● Stated exercise
Repeat word for word the stretch of the mixture models post below from "I. What is Mixture" through "normal Gaussian case.".

In the most recent post, I talked about some famous clustering algorithms and they work well in reality. However, we the data scientists don’t really like these methods because of one thing: they are deterministic and nothing in data science have that deterministic, especially in unsupervised learning: we don’t have the label so we can’t be so sure about our solution. Hence we are still trying to find some ways to encode the probability in our decision and one way to do this in the problem of clustering is using Mixture Models.
I. What is Mixture Models
Sometimes, we presume that the data we have is generated by a collection of distributions, not only one. In other words, at a moment \(t\), the data \(x_t\) maybe generated by one of the distributions from the pool, and the uncertainty is encoded using the probability.
A well-defined example of Mixture Models is Mixture of Gaussian. The probability densities takes the form of superposition:
\[p(x) = \sum_{k=1}^{K} \pi_k N(x|\mathbf{\mu_k}, \Sigma_k)\] \[\sum_k \pi_k = 1, \pi_k \ge 0\]There are 3 parameters which need solving in order to define the densities: \(\mu_k, \pi_k, \Sigma_k\). We can do that using methods like \(MAP, MLE\) as in the normal Gaussian case.

● Supplied material
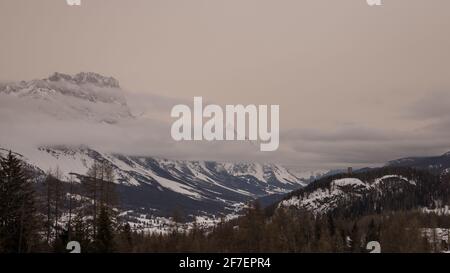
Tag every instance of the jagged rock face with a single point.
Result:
(434, 164)
(84, 96)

● Result of this task
I. What is Mixture Models
Sometimes, we presume that the data we have is generated by a collection of distributions, not only one. In other words, at a moment \(t\), the data \(x_t\) maybe generated by one of the distributions from the pool, and the uncertainty is encoded using the probability.
A well-defined example of Mixture Models is Mixture of Gaussian. The probability densities takes the form of superposition:
\[p(x) = \sum_{k=1}^{K} \pi_k N(x|\mathbf{\mu_k}, \Sigma_k)\] \[\sum_k \pi_k = 1, \pi_k \ge 0\]There are 3 parameters which need solving in order to define the densities: \(\mu_k, \pi_k, \Sigma_k\). We can do that using methods like \(MAP, MLE\) as in the normal Gaussian case.